◆ **Tasks and exercises**
1. Please reproduce the whole album article below, word for word.
2. Find each line in the records that contains the word "trousers" and copy those lines out.

◆ **Text**
•••••

Studio album by Jack DeJohnette
- Released: April 2016
- Studio: Eastside (NYC)
- Genre: Jazz
- Length: 38:19
- Label: Newvelle NV002LP
- Producer: Elan Mehler, Jean-Christophe Morisseau

Jack DeJohnette chronology
| Made in Chicago (2015) | Return (2016) | In Movement (2016) |

= Return (Jack DeJohnette album) =

Return is a studio album by American jazz musician Jack DeJohnette. It was released in France via Newvelle Records label. Return is the label's second release and available in vinyl only by subscription only.

Professional ratings
Review scores
| Source | Rating |
| All About Jazz |  |

==Background==
Return is his first solo piano record in some 30 years (preceded by The Jack DeJohnette Piano Album), hence the album title “Return”. The album contains 10 solo piano pieces, nine of them DeJohnette originals. "Ode to Satie" pays tribute to the short, atmospheric Gymnopedies composed by French pianist Erik Satie in the late 1800s. "Dervish Trance" takes its cue from the whirling dances of the Sufi tradition. "Lidya" is dedicated to DeJohnette's wife. The cover photo is from the portfolio of French travel photographer Bernard Plossu. The inner sleeve reproduces a poem by Pulitzer Prize-winner American poet and educator Tracy K. Smith. To record the album, DeJohnette used a handmade Italian 9' Fazioli Pianoforti piano that produces a gorgeous sound with dynamics rarely found on piano recordings. The tracks were digitally recorded at 24 bits/88.2 kHz by Marc Urselli at Eastside Sound Recording Studios in New York City and mixed to vinyl with an analog console. The album was pressed on clear 180-gram vinyl in France.

•••••

◆ **Material for the task**
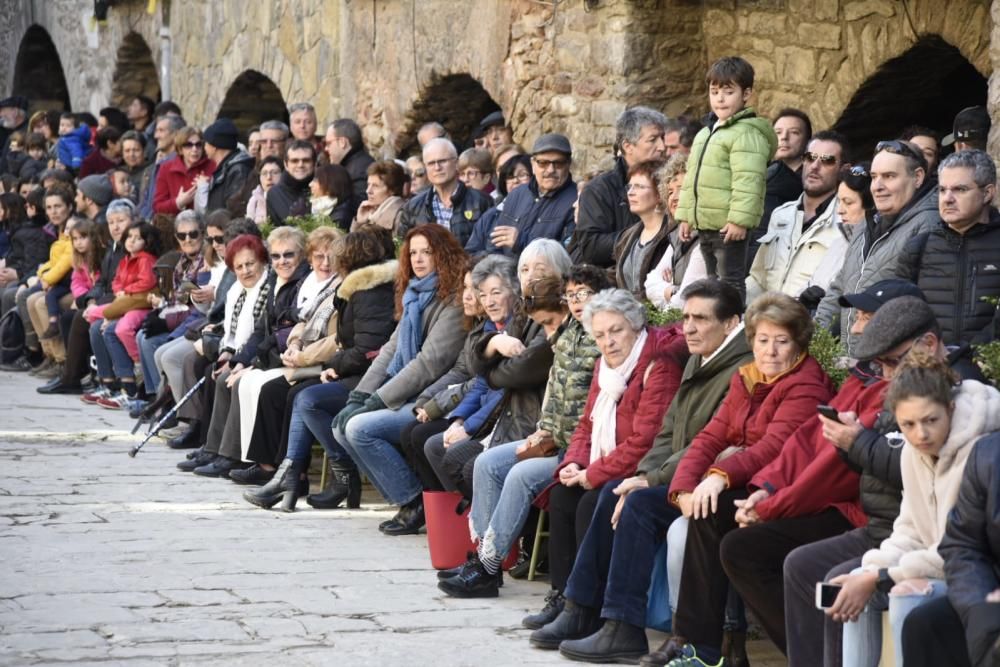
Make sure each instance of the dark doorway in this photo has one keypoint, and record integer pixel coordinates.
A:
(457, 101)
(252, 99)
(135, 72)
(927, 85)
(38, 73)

•••••

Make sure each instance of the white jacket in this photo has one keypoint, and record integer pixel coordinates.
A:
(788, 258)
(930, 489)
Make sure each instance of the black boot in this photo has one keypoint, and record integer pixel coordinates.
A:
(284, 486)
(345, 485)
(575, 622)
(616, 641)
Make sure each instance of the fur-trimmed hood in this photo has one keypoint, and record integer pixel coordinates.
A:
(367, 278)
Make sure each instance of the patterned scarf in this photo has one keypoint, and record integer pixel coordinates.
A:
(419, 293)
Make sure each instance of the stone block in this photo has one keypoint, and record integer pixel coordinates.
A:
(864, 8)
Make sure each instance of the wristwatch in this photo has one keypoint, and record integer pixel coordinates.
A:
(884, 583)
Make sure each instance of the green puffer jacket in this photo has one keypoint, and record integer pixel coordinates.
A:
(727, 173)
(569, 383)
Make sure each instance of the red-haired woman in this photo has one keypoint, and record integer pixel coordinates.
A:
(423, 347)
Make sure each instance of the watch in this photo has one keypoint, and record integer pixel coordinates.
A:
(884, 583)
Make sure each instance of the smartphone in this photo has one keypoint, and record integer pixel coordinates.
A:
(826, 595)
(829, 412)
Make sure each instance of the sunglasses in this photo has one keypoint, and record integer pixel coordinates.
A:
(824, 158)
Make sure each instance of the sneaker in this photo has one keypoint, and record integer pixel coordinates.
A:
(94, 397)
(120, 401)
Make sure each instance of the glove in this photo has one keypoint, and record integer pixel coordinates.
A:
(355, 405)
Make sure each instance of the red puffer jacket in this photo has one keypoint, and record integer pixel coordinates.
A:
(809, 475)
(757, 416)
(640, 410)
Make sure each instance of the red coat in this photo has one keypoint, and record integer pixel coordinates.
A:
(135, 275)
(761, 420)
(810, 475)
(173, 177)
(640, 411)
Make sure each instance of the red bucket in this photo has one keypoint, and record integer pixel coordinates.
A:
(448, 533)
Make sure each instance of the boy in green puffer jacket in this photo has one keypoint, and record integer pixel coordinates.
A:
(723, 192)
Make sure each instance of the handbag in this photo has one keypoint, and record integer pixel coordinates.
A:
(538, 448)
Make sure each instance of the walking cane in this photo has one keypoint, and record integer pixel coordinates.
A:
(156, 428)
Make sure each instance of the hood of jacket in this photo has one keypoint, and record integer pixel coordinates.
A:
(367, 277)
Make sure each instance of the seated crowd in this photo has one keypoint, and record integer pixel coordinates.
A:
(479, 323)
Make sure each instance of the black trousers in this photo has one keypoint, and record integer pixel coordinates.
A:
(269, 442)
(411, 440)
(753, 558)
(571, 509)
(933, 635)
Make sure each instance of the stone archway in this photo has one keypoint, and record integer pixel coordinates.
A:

•••••

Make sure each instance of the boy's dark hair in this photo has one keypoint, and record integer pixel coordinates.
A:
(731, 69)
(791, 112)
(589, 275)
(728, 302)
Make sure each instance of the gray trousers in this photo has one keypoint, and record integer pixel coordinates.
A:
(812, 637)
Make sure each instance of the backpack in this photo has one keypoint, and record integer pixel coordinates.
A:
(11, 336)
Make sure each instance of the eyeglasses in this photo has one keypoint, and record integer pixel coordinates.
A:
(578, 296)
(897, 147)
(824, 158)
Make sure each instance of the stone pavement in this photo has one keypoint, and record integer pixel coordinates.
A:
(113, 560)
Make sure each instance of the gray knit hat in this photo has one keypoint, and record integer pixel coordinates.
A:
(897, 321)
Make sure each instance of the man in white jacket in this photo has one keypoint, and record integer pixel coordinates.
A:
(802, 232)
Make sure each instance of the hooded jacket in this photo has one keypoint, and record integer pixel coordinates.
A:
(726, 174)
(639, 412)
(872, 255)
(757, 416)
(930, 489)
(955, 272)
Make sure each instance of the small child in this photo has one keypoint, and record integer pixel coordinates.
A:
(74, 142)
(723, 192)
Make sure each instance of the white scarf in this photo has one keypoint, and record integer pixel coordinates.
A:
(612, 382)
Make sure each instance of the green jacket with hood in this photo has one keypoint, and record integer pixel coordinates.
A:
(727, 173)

•••••

◆ **The answers**
1.
Studio album by Jack DeJohnette
- Released: April 2016
- Studio: Eastside (NYC)
- Genre: Jazz
- Length: 38:19
- Label: Newvelle NV002LP
- Producer: Elan Mehler, Jean-Christophe Morisseau

Jack DeJohnette chronology
| Made in Chicago (2015) | Return (2016) | In Movement (2016) |

= Return (Jack DeJohnette album) =

Return is a studio album by American jazz musician Jack DeJohnette. It was released in France via Newvelle Records label. Return is the label's second release and available in vinyl only by subscription only.

Professional ratings
Review scores
| Source | Rating |
| All About Jazz |  |

==Background==
Return is his first solo piano record in some 30 years (preceded by The Jack DeJohnette Piano Album), hence the album title “Return”. The album contains 10 solo piano pieces, nine of them DeJohnette originals. "Ode to Satie" pays tribute to the short, atmospheric Gymnopedies composed by French pianist Erik Satie in the late 1800s. "Dervish Trance" takes its cue from the whirling dances of the Sufi tradition. "Lidya" is dedicated to DeJohnette's wife. The cover photo is from the portfolio of French travel photographer Bernard Plossu. The inner sleeve reproduces a poem by Pulitzer Prize-winner American poet and educator Tracy K. Smith. To record the album, DeJohnette used a handmade Italian 9' Fazioli Pianoforti piano that produces a gorgeous sound with dynamics rarely found on piano recordings. The tracks were digitally recorded at 24 bits/88.2 kHz by Marc Urselli at Eastside Sound Recording Studios in New York City and mixed to vinyl with an analog console. The album was pressed on clear 180-gram vinyl in France.

2.
Make sure each instance of the black trousers in this photo has one keypoint, and record integer pixel coordinates.
Make sure each instance of the gray trousers in this photo has one keypoint, and record integer pixel coordinates.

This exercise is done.